--- Job ---
All the data should come back exactly as it was given.

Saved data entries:
++++
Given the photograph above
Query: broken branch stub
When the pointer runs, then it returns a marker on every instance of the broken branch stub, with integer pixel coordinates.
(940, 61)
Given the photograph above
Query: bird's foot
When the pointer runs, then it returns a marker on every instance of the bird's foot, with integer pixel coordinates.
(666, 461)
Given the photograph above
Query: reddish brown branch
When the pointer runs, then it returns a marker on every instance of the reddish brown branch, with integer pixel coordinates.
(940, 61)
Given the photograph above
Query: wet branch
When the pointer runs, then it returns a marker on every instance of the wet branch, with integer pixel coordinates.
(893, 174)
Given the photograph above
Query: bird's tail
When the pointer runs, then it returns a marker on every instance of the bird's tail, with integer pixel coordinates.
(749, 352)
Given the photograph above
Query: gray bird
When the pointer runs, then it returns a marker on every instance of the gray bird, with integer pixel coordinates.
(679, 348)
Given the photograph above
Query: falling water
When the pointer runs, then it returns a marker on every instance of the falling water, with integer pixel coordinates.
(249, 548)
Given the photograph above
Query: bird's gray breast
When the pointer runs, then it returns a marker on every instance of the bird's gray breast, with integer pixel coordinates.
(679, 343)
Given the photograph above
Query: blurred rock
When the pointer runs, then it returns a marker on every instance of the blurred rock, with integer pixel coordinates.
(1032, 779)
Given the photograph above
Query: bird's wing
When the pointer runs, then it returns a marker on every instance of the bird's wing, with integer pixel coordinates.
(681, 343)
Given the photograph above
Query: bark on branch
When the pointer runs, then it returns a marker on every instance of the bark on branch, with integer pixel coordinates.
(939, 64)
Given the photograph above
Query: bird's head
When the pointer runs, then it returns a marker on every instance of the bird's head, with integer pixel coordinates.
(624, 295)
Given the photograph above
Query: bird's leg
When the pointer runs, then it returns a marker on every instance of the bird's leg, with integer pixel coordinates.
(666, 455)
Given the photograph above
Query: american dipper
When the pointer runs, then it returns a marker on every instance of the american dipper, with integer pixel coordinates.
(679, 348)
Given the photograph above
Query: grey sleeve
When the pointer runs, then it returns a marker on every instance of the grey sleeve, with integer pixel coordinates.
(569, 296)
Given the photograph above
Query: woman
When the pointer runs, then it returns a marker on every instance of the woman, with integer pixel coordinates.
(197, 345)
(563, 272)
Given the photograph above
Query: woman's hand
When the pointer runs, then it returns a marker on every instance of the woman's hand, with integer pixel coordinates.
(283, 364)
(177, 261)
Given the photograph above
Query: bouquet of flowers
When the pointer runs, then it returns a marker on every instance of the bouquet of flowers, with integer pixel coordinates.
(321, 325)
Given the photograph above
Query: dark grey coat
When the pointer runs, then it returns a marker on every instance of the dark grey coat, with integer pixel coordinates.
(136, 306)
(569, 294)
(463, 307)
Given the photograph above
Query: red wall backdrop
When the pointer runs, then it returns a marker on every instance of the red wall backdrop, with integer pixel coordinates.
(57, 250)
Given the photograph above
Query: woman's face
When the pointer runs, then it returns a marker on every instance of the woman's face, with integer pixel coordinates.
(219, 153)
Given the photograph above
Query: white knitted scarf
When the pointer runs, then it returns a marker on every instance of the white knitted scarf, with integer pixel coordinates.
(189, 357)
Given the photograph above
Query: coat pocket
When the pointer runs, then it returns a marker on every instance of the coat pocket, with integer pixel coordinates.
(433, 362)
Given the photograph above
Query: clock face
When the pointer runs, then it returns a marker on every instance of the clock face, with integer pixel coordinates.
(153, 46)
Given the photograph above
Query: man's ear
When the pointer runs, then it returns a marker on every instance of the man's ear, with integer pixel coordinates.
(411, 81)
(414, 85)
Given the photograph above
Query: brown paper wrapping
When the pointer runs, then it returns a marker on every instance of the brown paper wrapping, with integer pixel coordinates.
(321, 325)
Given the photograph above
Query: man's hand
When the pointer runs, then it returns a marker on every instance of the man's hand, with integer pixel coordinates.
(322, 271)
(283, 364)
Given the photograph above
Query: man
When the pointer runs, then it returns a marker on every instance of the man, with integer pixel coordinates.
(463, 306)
++++
--- The reply ---
Given the photograph above
Query: broken branch stub
When the pointer runs, then it returns a marker on every instance of the broken branch stub, with integer pixel coordinates.
(940, 61)
Given the photograph above
Query: bird's foot
When the pointer runs, then it returns a marker on every instance of the bird's foot, with integer pixel coordinates.
(666, 461)
Given the photograph above
Query: reddish brown branch
When the pointer runs, then it returns a marker on every instance of the reddish brown branch, with integer pixel coordinates.
(940, 61)
Given the photograph above
Query: wet branch
When the pointer runs, then it returns a marker on every instance of the wet branch, with integer pixel coordinates.
(893, 174)
Given the photograph above
Query: bird's tail
When the pointer runs, then it returns a marker on every instance of the bird's tail, with integer pixel coordinates.
(749, 352)
Given the photograph above
Query: gray bird
When the pointer runs, then it returns a marker on every instance of the gray bird, with integer pixel coordinates.
(679, 348)
Given the photograph above
Query: falling water
When the pointer runs, then it returns a marker on every instance of the falling water, with integer pixel coordinates.
(249, 548)
Given the photograph above
Query: bird's gray breast
When the pointer runs, then it returns a marker on every instance of the bird's gray breast, with integer pixel coordinates.
(679, 343)
Given the photograph above
Query: blurred rock
When the pointer runs, then it returns a marker on every instance of the blurred rock, with integer pixel coordinates.
(1032, 779)
Given the photograph above
Query: bird's wing
When the pointer runs, then it returns a marker on every instance of the bird's wing, with integer pixel coordinates.
(681, 343)
Given the photograph above
Query: bark on branch
When the pointer runs, then it returns a marker on every instance of the bark on branch, with integer pixel coordinates.
(939, 64)
Given the photograph above
Query: bird's head
When the pointer runs, then it returns a marker on every instance of the bird's head, with integer pixel coordinates.
(624, 295)
Given the photograph above
Query: bird's leg
When the pointer runs, then it returns a marker on every instance of the bird's leg, with integer pixel coordinates.
(666, 455)
Given the photograph above
Query: american dipper
When the pointer runs, then it returns a marker on every instance of the american dipper, with integer pixel coordinates.
(679, 348)
Given the photograph above
Query: grey sleeve
When the pointer runs, then it returns a marker on every instance of the grey sleeve, with integer pixel coordinates.
(569, 296)
Given the photograph above
Query: woman
When the pointer runs, then it returns a marker on every instance of the woman, with integer pixel coordinates.
(197, 345)
(563, 272)
Given the photograph above
Query: woman's hand
When the pointer runs, then it returns a marker on every instance of the woman's hand, with integer pixel coordinates.
(283, 364)
(177, 261)
Given the photograph above
Query: bouquet of flowers
When the pointer runs, then it returns a marker on every instance of the bouquet of flowers, with integer pixel coordinates.
(321, 325)
Given the photograph above
Query: dark grey coat
When the pointer runs, then it returns a marker on every instance of the dark grey coat, with integer pixel coordinates.
(136, 306)
(569, 294)
(463, 307)
Given the photograph above
Query: red wall backdrop
When the pointer runs, then it returns a marker on every instance of the red wall backdrop, with integer pixel coordinates.
(57, 250)
Given the photograph above
Query: woman's face
When the pointer runs, then it returns a marker on every instance of the woman's face, with integer pixel coordinates.
(219, 153)
Given the photograph above
Query: white knitted scarf
When the pointer runs, then it returns a marker on every instance of the white knitted scarf, with integer pixel coordinates.
(189, 357)
Given the photograph above
Query: coat pocket
When the pointer runs, then it returns a marker on every instance of the coat pocket, with integer pixel coordinates.
(433, 362)
Given the photograph above
Query: clock face
When the pointer runs, then it returns a marker on every instance of the clock face, with integer pixel coordinates.
(153, 46)
Given the photograph above
Query: man's ear
When the pointer runs, then it returns a marker on every instance of the man's ear, with integer pixel coordinates.
(411, 81)
(414, 85)
Given the photograph above
Query: brown paper wrapping
When the pointer runs, then it returns a marker on every instance of the brown paper wrapping, with integer pixel coordinates.
(321, 325)
Given the photograph above
Query: man's hand
When the pointer runs, then it returns a marker on every instance of the man's hand, with integer pixel coordinates.
(322, 271)
(283, 364)
Given the photograph above
Query: man
When the pointer runs, then it returns a marker on every instance of the man, with integer pixel coordinates.
(463, 306)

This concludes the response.